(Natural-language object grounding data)
==================================================

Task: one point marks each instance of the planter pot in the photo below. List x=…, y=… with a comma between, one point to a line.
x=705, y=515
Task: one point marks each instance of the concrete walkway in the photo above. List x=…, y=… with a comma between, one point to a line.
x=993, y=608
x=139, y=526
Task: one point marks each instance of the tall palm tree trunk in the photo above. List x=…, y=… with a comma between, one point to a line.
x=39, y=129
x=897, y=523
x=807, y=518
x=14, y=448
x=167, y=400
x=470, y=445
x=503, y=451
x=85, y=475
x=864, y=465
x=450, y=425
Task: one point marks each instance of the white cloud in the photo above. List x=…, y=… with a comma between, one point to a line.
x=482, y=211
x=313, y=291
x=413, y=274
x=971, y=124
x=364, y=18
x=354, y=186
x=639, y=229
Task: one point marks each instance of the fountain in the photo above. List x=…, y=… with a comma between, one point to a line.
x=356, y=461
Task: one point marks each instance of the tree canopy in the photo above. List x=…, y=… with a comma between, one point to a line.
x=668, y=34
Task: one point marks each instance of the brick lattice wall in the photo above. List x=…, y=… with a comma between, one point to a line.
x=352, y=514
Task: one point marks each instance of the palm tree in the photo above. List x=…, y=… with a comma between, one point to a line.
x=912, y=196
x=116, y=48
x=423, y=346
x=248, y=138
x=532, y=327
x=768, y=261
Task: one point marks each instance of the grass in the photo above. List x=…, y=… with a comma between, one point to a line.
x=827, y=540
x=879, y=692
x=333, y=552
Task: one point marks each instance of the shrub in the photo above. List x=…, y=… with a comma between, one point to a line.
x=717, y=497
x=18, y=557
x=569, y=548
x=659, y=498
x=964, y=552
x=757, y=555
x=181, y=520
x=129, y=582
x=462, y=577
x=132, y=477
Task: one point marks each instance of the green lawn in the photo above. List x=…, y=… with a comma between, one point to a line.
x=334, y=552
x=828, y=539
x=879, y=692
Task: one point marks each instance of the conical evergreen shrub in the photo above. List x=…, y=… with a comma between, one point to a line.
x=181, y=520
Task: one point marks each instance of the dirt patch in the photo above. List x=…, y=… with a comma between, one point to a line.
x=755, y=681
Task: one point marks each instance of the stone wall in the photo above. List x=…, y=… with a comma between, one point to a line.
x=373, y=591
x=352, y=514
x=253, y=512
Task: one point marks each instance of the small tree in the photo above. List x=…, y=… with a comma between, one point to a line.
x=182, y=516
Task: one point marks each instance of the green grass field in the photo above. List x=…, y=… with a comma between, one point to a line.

==================================================

▶ [To do]: Your answer should consist of the lines from the line with "Task: one point marks each instance of the shrub" through the last line of the data, set down exactly, both included.

▶ [Solution below]:
Task: one point marks each instance of the shrub in the photo above. List x=…, y=… with a comma between, one point to a line.
x=717, y=497
x=18, y=557
x=569, y=548
x=659, y=498
x=964, y=552
x=757, y=555
x=181, y=520
x=129, y=582
x=462, y=577
x=132, y=477
Task: one point marks each instance of the green lawn in the photo above. List x=…, y=… with a comma between, one point to a line.
x=334, y=552
x=828, y=539
x=879, y=692
Task: one point marks each instance of the conical evergreen shrub in the photo above. List x=…, y=… with a comma between, one point to a line.
x=181, y=520
Task: one point marks each instance of the dirt patch in the photo above. List x=…, y=… with a comma between, one point to a line.
x=755, y=681
Task: one point marks each instance of the stone wall in the photo above. List x=…, y=… with a comma between, one point to a line.
x=373, y=591
x=352, y=514
x=253, y=512
Task: one point marks each instance of the small tree in the photo above. List x=…, y=… with a comma between, one point to a line.
x=182, y=516
Task: one point marks each instance of the green grass field in the photo above. List x=…, y=… with a comma between, one point to a line.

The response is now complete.